(Records from a collection)
——

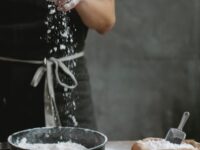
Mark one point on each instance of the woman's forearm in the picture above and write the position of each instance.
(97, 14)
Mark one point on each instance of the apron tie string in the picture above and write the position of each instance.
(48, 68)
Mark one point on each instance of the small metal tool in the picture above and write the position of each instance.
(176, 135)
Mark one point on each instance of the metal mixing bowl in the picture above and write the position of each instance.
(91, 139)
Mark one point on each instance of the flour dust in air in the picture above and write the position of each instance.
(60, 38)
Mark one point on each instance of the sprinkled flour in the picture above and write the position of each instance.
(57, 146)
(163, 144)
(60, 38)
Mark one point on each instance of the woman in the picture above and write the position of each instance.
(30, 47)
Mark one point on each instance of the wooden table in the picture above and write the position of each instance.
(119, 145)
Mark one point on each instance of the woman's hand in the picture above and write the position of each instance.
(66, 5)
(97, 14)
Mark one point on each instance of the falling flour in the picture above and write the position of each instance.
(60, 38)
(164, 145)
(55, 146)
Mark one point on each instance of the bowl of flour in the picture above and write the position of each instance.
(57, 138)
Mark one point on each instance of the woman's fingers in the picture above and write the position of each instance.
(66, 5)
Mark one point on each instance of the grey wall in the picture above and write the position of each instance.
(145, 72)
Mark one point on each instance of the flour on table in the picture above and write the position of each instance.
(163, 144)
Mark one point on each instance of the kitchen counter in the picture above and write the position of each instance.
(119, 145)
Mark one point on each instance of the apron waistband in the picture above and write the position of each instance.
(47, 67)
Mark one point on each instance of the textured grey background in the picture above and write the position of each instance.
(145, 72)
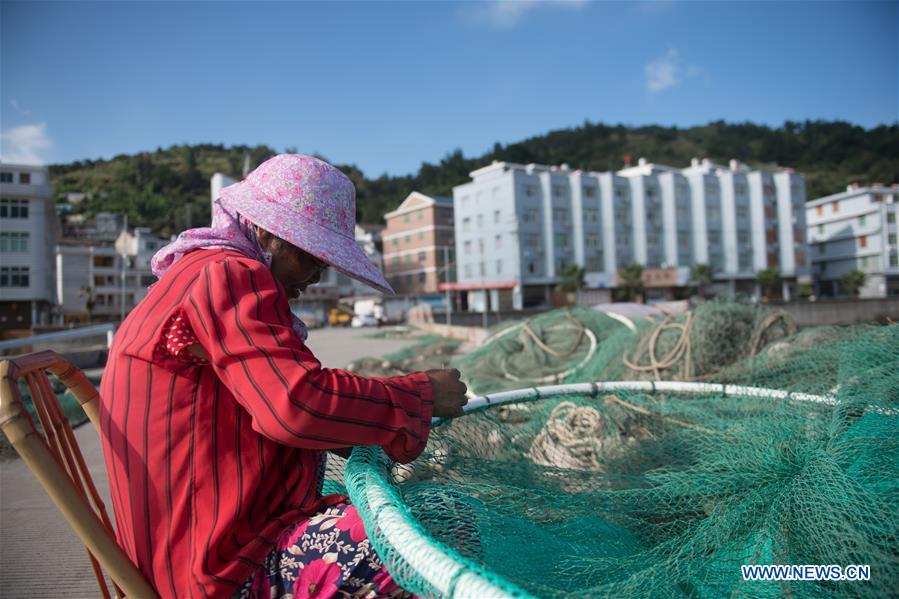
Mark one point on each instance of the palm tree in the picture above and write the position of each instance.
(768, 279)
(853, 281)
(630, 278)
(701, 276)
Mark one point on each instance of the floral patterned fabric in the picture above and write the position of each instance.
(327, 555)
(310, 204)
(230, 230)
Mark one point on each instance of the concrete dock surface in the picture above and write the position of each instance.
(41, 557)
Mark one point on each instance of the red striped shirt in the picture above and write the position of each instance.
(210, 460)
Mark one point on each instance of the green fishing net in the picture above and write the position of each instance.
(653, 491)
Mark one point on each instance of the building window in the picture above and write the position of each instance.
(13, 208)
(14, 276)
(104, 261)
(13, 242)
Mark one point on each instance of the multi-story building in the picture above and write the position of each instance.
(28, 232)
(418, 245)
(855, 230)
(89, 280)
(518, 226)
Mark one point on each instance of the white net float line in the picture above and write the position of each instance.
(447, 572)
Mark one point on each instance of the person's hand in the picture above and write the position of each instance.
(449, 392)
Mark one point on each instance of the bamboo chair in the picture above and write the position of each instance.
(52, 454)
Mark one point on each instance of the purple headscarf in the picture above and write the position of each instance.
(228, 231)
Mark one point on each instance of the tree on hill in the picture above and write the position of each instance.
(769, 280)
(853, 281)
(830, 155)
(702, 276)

——

* _WHAT TO WORK ON_: Exactly as given, transcribe every line of the data, but not its images.

* _RESPONSE TO THE TASK_:
Mark one point on each instance of the woman's forearm in the picture above and write the position of each instance.
(97, 14)
Mark one point on each instance of the apron tie string in the picture above and write the position of each instance.
(48, 68)
Mark one point on each instance of the small metal tool in the picture above and write the position of each instance.
(176, 135)
Mark one point on each instance of the metal mixing bowl in the picture above and write the position of each instance.
(91, 139)
Mark one point on each instance of the flour dust in air in the picture above and write the position of each instance.
(60, 38)
Mark one point on each instance of the sprinkled flour in the picture above and write the position of each instance.
(57, 146)
(163, 144)
(60, 38)
Mark one point on each instance of the woman in the picture above and write the position of each instance.
(30, 47)
Mark one point on each instance of the wooden table in the picture above and write the position of each instance.
(119, 145)
Mark one point on each instance of the woman's hand in the picture above and write the position of each instance.
(66, 5)
(97, 14)
Mark one point on each instance of the falling flour in the picture above and write the position of each instance.
(60, 38)
(164, 145)
(55, 146)
Mark one point on each instance of the bowl of flour in the picture above and write the position of each instance.
(57, 138)
Mark one point on each instance of the woman's fingers in the picture above and write the position of each instance.
(66, 5)
Mark one point on each instance of the grey wall in the picture above and write the position of each instance.
(145, 72)
Mark one point on each instance of the flour on table in the picture above and write the position of each instance.
(163, 144)
Mark one point on each instance of the kitchen counter in the picture above and write the position of each instance.
(119, 145)
Mark one point on each instance of the apron waistband in the picture above and write the position of each instance.
(47, 67)
Mark one point on each instance of the textured grey background in the picture above and write the position of each instance.
(145, 72)
Mark one point on each instance of the palm tree in the picture above and write the position of each instance.
(768, 279)
(853, 281)
(630, 278)
(701, 276)
Mark one point on each instance of the floral patterned fabric in the picture above and write the position of each instance.
(327, 555)
(310, 204)
(230, 230)
Mark one point on each instance of the concrete dock surface in the picture above and write the position of each instance.
(41, 557)
Mark one point on each instance of the red striped shirt in the picture above and write the position of each instance.
(210, 460)
Mark one point on each instance of the green fishing net in the picture above and write the position of each instance.
(653, 491)
Mark one point on each instance of the building window in the picture above and write the position of each instance.
(13, 208)
(14, 276)
(104, 261)
(13, 242)
Mark one point on each instance of the multi-story building in the picture above and write the position of each instance.
(28, 232)
(418, 245)
(855, 230)
(89, 280)
(518, 226)
Mark one point on each instance of the white net float line in the picture above and write the position of each instance.
(447, 572)
Mark one point on each instance of the person's hand in the picture above and write the position of each instance.
(449, 392)
Mark one point on each instance of the bamboo chair in the picture above and write the position of each instance.
(52, 454)
Mark one point on each instance of the purple headscarf in the picture above and write the position of each instance.
(228, 231)
Mark one point on each instance of the tree on hill in the picture above and write the position of each instance.
(769, 280)
(853, 281)
(830, 155)
(702, 276)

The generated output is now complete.